→ Problem to work on
Work through the data line by line, gathering every line that has the word "hand".

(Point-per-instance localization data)
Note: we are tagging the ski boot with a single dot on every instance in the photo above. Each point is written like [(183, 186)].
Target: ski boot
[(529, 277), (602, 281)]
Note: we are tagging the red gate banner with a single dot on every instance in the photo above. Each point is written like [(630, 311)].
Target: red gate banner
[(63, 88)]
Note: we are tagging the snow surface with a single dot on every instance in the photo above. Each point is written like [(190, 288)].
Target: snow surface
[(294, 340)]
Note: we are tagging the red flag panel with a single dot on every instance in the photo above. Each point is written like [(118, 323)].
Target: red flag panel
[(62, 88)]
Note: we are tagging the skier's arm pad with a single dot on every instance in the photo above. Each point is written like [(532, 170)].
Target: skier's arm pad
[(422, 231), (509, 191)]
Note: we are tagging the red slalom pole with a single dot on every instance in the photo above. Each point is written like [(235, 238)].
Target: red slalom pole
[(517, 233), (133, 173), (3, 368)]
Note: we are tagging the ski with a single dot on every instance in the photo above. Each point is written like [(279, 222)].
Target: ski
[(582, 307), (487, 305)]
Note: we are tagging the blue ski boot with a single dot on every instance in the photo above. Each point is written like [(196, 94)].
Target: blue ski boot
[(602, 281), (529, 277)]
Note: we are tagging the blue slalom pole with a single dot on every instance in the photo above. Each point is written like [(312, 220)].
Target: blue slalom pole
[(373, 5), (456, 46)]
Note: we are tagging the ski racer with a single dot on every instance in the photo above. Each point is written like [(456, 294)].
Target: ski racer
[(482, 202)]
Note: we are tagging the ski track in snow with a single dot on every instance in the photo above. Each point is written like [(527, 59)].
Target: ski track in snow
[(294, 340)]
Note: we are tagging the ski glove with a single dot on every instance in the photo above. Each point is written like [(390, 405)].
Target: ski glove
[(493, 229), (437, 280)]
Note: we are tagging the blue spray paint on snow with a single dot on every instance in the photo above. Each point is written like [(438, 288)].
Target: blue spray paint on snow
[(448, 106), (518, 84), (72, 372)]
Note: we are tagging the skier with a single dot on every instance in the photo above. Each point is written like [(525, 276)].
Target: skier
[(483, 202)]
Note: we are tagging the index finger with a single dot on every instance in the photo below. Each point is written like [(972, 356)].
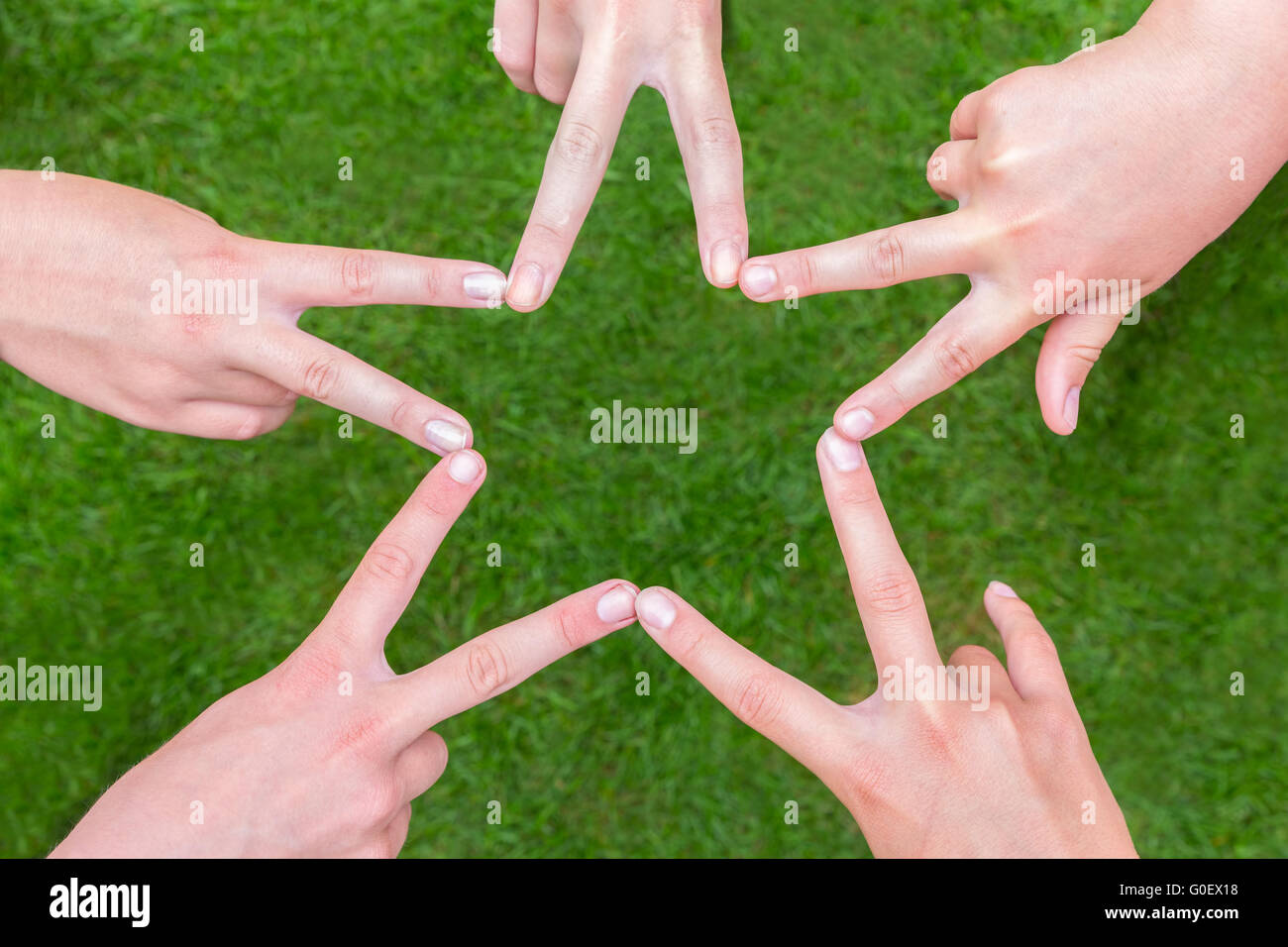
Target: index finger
[(794, 715), (304, 275), (885, 589), (912, 250), (575, 167), (505, 656), (325, 372)]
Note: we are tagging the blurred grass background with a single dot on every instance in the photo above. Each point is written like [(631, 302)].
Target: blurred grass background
[(1189, 523)]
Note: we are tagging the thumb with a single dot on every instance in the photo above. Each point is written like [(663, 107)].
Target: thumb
[(1072, 344)]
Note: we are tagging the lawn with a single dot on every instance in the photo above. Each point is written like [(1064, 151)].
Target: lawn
[(95, 525)]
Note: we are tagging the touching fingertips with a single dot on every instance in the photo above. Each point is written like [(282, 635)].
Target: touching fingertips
[(655, 609), (842, 454), (483, 286), (1070, 407), (464, 467), (526, 286), (445, 436), (1001, 589), (857, 423), (616, 604), (725, 263), (758, 279)]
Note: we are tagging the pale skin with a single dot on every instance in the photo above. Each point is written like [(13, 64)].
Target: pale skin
[(590, 56), (930, 776), (323, 755), (1120, 162), (81, 261)]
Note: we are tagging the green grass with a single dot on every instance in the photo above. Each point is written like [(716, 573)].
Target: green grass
[(94, 526)]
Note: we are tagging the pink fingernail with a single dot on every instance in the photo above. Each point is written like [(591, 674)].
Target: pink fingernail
[(857, 423), (445, 436), (759, 279), (655, 609), (526, 285), (845, 455), (617, 604), (464, 467)]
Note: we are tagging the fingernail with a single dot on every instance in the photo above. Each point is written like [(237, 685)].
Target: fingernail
[(857, 423), (759, 279), (526, 285), (1070, 406), (483, 285), (617, 604), (845, 455), (464, 467), (725, 262), (655, 609), (445, 436)]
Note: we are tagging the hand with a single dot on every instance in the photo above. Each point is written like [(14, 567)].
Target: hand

→ Answer section
Note: we are tagging the hand with a single dot on every instance in the photo above. Each point is written like [(14, 567)].
Target: hand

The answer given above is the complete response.